BEGIN Records for this task

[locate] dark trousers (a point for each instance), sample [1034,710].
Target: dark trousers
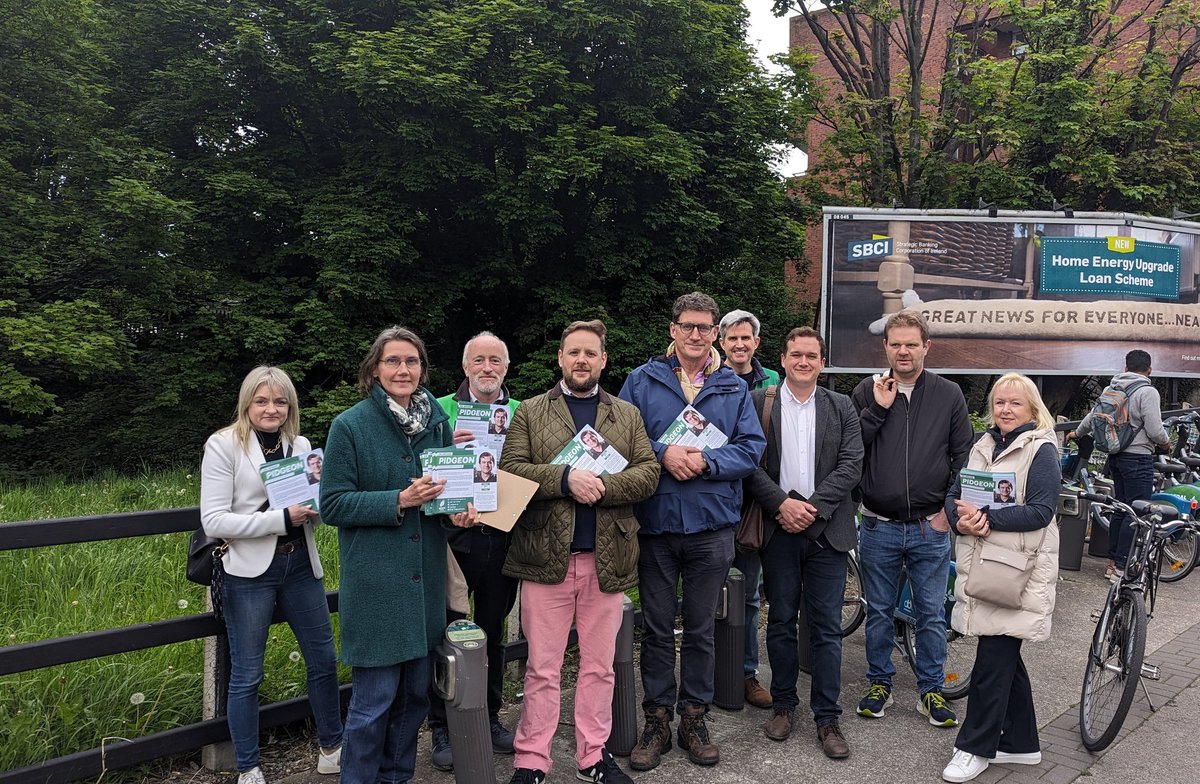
[1000,702]
[703,562]
[797,569]
[388,706]
[480,554]
[1133,479]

END Records for this task

**Exercise brief:** Skip the images and write out the rest of the listing exactly.

**Response to the task:**
[locate] dark trousers (a point for each instance), sample [1034,710].
Target: dark trousers
[1000,702]
[703,562]
[797,569]
[388,706]
[480,554]
[1133,479]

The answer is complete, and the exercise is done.